What to produce:
Arrange every line of the rows below as a JSON list of strings, with one string per line and blank lines left out.

[START Stored rows]

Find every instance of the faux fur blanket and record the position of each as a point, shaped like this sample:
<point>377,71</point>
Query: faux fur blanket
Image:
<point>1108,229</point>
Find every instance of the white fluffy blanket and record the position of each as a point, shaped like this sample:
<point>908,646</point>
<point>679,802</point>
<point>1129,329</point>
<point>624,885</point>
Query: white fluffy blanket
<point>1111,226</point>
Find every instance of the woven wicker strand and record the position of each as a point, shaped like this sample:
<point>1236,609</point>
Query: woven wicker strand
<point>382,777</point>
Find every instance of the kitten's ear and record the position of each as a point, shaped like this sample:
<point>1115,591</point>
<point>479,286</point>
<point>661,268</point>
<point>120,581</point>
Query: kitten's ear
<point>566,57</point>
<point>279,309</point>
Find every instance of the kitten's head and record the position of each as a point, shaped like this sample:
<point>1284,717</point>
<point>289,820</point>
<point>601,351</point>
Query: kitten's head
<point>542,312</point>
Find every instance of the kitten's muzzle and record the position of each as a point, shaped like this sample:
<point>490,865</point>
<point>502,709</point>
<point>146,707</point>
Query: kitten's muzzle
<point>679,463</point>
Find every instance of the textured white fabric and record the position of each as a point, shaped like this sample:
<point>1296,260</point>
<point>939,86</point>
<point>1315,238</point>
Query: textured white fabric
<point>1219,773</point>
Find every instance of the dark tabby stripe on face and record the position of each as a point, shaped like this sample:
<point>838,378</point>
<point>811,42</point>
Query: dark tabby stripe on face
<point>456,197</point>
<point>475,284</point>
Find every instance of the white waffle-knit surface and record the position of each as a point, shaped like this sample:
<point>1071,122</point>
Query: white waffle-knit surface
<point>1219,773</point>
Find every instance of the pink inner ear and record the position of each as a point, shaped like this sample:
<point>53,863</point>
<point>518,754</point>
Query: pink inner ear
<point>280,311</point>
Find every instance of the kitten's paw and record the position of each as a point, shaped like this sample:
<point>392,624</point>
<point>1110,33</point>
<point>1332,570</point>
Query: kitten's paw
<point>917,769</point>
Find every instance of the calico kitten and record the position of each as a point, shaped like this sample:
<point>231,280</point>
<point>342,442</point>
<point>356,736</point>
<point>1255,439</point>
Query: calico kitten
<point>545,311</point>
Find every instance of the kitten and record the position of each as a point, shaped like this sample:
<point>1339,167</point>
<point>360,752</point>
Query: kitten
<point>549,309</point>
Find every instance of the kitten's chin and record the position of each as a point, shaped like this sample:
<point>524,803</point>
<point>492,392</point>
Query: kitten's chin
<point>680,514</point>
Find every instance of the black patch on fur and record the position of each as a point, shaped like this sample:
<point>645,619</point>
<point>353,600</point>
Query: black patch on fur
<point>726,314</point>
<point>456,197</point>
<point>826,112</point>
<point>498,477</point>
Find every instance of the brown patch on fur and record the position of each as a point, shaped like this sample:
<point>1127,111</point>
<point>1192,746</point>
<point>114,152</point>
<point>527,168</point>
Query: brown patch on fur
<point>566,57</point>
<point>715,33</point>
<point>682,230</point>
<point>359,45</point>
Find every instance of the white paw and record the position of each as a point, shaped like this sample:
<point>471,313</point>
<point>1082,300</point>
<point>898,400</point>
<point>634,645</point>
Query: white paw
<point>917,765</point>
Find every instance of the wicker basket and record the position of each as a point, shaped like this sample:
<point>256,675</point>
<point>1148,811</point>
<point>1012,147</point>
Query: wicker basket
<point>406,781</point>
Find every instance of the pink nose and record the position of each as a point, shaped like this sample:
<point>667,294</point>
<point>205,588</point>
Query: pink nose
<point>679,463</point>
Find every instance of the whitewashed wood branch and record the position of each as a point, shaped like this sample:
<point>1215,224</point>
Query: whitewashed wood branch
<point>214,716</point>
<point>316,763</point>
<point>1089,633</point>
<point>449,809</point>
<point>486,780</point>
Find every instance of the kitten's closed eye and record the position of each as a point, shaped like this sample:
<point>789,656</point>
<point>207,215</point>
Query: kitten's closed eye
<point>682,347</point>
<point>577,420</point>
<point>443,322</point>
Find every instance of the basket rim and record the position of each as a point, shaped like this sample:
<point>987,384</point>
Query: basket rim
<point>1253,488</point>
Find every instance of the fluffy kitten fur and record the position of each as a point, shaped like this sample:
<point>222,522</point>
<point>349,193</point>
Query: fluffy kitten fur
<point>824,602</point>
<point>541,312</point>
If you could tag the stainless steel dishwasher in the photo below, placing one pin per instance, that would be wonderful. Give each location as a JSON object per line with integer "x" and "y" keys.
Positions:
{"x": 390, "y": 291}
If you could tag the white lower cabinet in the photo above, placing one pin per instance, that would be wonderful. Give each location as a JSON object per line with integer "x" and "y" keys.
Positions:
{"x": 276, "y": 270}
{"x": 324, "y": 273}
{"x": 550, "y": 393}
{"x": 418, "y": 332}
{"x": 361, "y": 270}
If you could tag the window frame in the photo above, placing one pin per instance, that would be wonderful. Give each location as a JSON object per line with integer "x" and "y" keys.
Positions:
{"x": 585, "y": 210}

[END Stored rows]

Answer for this exercise:
[
  "Find every instance of the faux fur blanket and record the position of each as a point, shaped like this sample:",
  "<point>377,71</point>",
  "Query: faux fur blanket",
  "Image:",
  "<point>1108,229</point>",
  "Find every instance of the white fluffy blanket and record the position of each as a point, shaped like this sample:",
  "<point>908,646</point>",
  "<point>679,802</point>",
  "<point>1129,329</point>",
  "<point>624,885</point>",
  "Query: white fluffy blanket",
  "<point>1111,226</point>",
  "Find every instance of the woven wicker strand and record the position of each as a point, shaped like this sample:",
  "<point>1236,609</point>",
  "Query: woven wicker strand",
  "<point>382,777</point>",
  "Find every instance of the kitten's ear and record the position of each as a point, shaped like this sample:",
  "<point>1115,591</point>",
  "<point>479,286</point>",
  "<point>661,268</point>",
  "<point>120,581</point>",
  "Query: kitten's ear",
  "<point>566,57</point>",
  "<point>279,309</point>",
  "Find every instance of the kitten's head and record the position of each as a point, shaped like this sample:",
  "<point>1284,717</point>",
  "<point>289,820</point>",
  "<point>601,351</point>",
  "Query: kitten's head",
  "<point>542,312</point>",
  "Find every instance of the kitten's muzzle and record the position of each as a point, shaped like this sample:",
  "<point>490,865</point>",
  "<point>502,709</point>",
  "<point>146,707</point>",
  "Query: kitten's muzzle",
  "<point>679,463</point>",
  "Find every instance of the textured white fabric and record the position of each as a point, shaped like this sample:",
  "<point>1296,260</point>",
  "<point>939,86</point>",
  "<point>1315,238</point>",
  "Query: textured white fabric",
  "<point>1219,773</point>",
  "Find every instance of the dark tabby stripe on face and record the position of each as a point, shaped like this sample:",
  "<point>838,378</point>",
  "<point>811,42</point>",
  "Query: dark tabby stripe on face",
  "<point>456,197</point>",
  "<point>475,284</point>",
  "Find every instance of the white waffle-knit surface and record the position of each as a point, shaped like this sample:",
  "<point>1071,122</point>",
  "Query: white waffle-knit surface",
  "<point>1219,773</point>",
  "Find every instance of the pink inner ear and record the position of each as a point, shaped like this sample:",
  "<point>53,863</point>",
  "<point>518,754</point>",
  "Query: pink inner ear",
  "<point>280,311</point>",
  "Find every instance of the kitten's paw and record the position of each as a point, shaped like this sample:",
  "<point>392,624</point>",
  "<point>1110,33</point>",
  "<point>1332,570</point>",
  "Query: kitten's paw",
  "<point>917,769</point>",
  "Find every instance of the calico kitten and record the position of each as a point, shaped like this sample:",
  "<point>231,280</point>",
  "<point>342,442</point>",
  "<point>356,736</point>",
  "<point>1255,439</point>",
  "Query: calico kitten",
  "<point>545,311</point>",
  "Find every instance of the kitten and record the position of each as a point, shaped like this sample:",
  "<point>1339,167</point>",
  "<point>360,752</point>",
  "Query: kitten",
  "<point>549,309</point>",
  "Find every instance of the kitten's chin and record the position of each as a point, shaped like this sample:",
  "<point>524,803</point>",
  "<point>492,392</point>",
  "Query: kitten's chin",
  "<point>680,514</point>",
  "Find every instance of the black patch on fur and record the position of each as a point, shaped like this sample:",
  "<point>645,619</point>",
  "<point>353,600</point>",
  "Query: black patch on fur",
  "<point>726,314</point>",
  "<point>456,197</point>",
  "<point>826,112</point>",
  "<point>498,477</point>",
  "Find every instance of the brown patch on fur and record the position of each as a point, shaped like this sample:",
  "<point>1127,111</point>",
  "<point>1192,746</point>",
  "<point>114,152</point>",
  "<point>527,168</point>",
  "Query: brown patch on fur",
  "<point>566,57</point>",
  "<point>715,33</point>",
  "<point>682,230</point>",
  "<point>359,45</point>",
  "Find every instance of the white paw and record the position of each as a point, shaped like this sample:",
  "<point>471,313</point>",
  "<point>1082,300</point>",
  "<point>898,400</point>",
  "<point>634,645</point>",
  "Query: white paw",
  "<point>917,765</point>",
  "Find every instance of the wicker basket and record the position of each as a point, shaped like this sample:",
  "<point>256,675</point>",
  "<point>1148,811</point>",
  "<point>1012,147</point>",
  "Query: wicker basket",
  "<point>406,781</point>",
  "Find every instance of the pink nose and record the position of each as a point, shaped like this sample:",
  "<point>667,294</point>",
  "<point>205,588</point>",
  "Query: pink nose",
  "<point>679,463</point>",
  "Find every instance of the whitewashed wood branch and record the position of each as a point, shaped like this sample:",
  "<point>1215,224</point>",
  "Query: whitewashed wood branch",
  "<point>214,716</point>",
  "<point>316,763</point>",
  "<point>1089,633</point>",
  "<point>449,809</point>",
  "<point>486,780</point>",
  "Find every instance of the kitten's closed eye and record the position of each as a point, shaped like this sample:",
  "<point>789,656</point>",
  "<point>207,215</point>",
  "Query: kitten's closed eye",
  "<point>682,347</point>",
  "<point>577,420</point>",
  "<point>443,322</point>",
  "Find every instance of the basket rim and record the position of each as a point, shaped like this sample:",
  "<point>987,384</point>",
  "Query: basket rim",
  "<point>1253,488</point>",
  "Find every instance of the fluffy kitten fur and record the position of each as a point, shaped like this sample:",
  "<point>222,522</point>",
  "<point>349,193</point>",
  "Query: fluffy kitten fur",
  "<point>824,602</point>",
  "<point>541,312</point>",
  "If you could tag the stainless steel dishwasher in the photo below, placing one pin per instance, that would be wonderful. Give each location as a JSON object per line with integer \"x\" and \"y\" keys.",
  "Positions:",
  "{\"x\": 390, \"y\": 291}",
  "If you could tag the white lower cabinet in the photo above, placing one pin per instance, that would be wonderful. Give each location as a JSON object per line with integer \"x\" and \"y\" keys.",
  "Positions:",
  "{\"x\": 276, \"y\": 270}",
  "{\"x\": 324, \"y\": 273}",
  "{\"x\": 550, \"y\": 393}",
  "{\"x\": 418, \"y\": 332}",
  "{\"x\": 361, \"y\": 270}",
  "If you could tag the window frame in the photo above, placing one pin per instance, that would be wonderful. Give each location as a JSON object per line with integer \"x\" and \"y\" keys.",
  "Positions:",
  "{\"x\": 585, \"y\": 210}"
]